Fatal shooting of five people at Pittsburgh party was planned

Handgun used to steer victims towards porch where second gunman used AK-47-style rifle

The fatal shooting of five people, including a pregnant woman, at a Pittsburgh garden party was a planned, calculated attack, prosecutors have said.

One of the gunmen used a handgun to steer the victims towards the house's porch, said Allegheny County district attorney Stephen Zappala, where a second gunman picked them off with an AK-47-style rifle. He said the victims were shot in the head.

The five were killed late on Wednesday during the party in Wilkinsburg. Two others are in a critical condition.

Mr Zappala said as many as 15 people had been at the party and that police are searching for at least two suspects. The motive is not known.


Earlier, a medical examiner released the identities of the five people killed in the shooting.

The victims were 35-year-old Jerry Shelton, 37-year-old Tina Shelton, 27-year-old Brittany Powell, 25-year-old Chanetta Powell and 26-year-old Shada Mahone.

The medical examiner said Mr Shelton and the Powells were siblings.

A neighbour said he saw at least three children run onto the porch screaming “Mommy! Mommy!” after the shooting.

Robert Morris, a 15-year-old who lives across the street from the home, said it was "terrible".

He and his father, Carl Morris, said a black Labrador retriever that had been shot in the tail ran to their house after the shooting.

They said a young woman and her child lived at the home.

Another neighbour, Mike Jones, said violence is rare in the neighbourhood.

The Allegheny County Police Department said the motive for the fatal shootings was still unknown.

A 41-year-old woman who was wounded in the shooting was treated and released from a local hospital, according to a hospital spokesman. Two males remain hospitalised in critical condition, officials said.

:::::

__EXERCISE OBJECTIVE__:
Could you pick up the news report on the Wilkinsburg party shooting after its last sentence and keep it going?

Data records:
:::::

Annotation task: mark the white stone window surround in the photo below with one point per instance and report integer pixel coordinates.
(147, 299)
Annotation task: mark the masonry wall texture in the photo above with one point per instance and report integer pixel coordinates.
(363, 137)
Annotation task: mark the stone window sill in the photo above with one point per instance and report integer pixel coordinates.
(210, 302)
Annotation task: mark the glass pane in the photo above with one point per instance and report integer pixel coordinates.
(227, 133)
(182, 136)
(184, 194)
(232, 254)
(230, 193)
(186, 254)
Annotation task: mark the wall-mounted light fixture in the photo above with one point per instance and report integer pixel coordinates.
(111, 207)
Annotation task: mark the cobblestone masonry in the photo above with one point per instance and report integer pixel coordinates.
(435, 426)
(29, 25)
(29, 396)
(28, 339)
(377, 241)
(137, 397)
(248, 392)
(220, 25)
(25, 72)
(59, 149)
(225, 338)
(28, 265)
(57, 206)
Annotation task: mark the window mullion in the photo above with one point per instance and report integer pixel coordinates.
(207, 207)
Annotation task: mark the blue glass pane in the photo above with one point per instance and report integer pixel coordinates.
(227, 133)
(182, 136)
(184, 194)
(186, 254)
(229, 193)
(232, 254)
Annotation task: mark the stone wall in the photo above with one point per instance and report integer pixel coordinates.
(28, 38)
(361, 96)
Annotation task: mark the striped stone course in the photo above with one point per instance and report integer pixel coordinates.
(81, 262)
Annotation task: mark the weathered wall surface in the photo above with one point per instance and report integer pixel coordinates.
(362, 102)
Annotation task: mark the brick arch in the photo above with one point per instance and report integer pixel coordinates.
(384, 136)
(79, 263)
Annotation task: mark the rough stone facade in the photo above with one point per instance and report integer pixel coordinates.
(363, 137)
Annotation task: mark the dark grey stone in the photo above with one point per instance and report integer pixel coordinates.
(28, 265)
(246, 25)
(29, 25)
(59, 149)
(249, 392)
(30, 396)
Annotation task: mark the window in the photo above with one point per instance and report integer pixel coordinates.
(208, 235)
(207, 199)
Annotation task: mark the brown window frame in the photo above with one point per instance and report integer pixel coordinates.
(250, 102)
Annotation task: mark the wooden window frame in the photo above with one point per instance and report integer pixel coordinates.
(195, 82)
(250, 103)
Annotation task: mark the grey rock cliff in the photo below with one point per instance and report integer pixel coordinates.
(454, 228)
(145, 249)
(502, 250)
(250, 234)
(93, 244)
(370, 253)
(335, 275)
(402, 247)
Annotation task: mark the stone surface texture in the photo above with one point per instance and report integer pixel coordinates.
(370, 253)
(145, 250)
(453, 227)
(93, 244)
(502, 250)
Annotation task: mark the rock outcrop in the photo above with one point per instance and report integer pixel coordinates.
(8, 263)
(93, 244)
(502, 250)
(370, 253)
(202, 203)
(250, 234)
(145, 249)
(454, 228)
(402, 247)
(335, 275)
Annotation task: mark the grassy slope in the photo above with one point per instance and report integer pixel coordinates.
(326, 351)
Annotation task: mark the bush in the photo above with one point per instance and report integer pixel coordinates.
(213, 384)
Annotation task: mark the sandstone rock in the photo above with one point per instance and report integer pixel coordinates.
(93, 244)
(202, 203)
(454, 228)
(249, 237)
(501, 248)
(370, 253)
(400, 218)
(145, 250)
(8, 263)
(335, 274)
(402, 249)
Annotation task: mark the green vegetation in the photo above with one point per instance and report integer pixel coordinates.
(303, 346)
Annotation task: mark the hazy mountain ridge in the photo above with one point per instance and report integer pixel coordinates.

:::::

__OUTPUT OF THE TASK__:
One of the dead, Tina Shelton, was a mother of five who held down three jobs and was encouraged by family members to attend the barbecue as a way to relax after work, her father Vernes Pugh and other relatives told local station WPXI-TV.

The killings in Wilkinsburg, a borough of about 15,000 mostly lower and middle-income residents, is the latest in a series of mass shootings that have made gun control a matter of heated debate in the US.

"Wilkinsburg is a community filled with grief, shock and anger this morning," Allegheny County Executive Rich Fitzgerald said in a statement on Thursday.

“As a community, we must say enough is enough, and providing information on this senseless shooting can be our first step to stopping the violence in our communities.”

The shooting generated more than 10,000 messages on Twitter, with many expressing outrage over gun violence.

"Woke up to the terrible news about the Wilkinsburg shooting," US congressman Mike Doyle, who represents the Pennsylvania district that includes Wilkinsburg, tweeted.

“My prayers are with the families and friends of the victims.”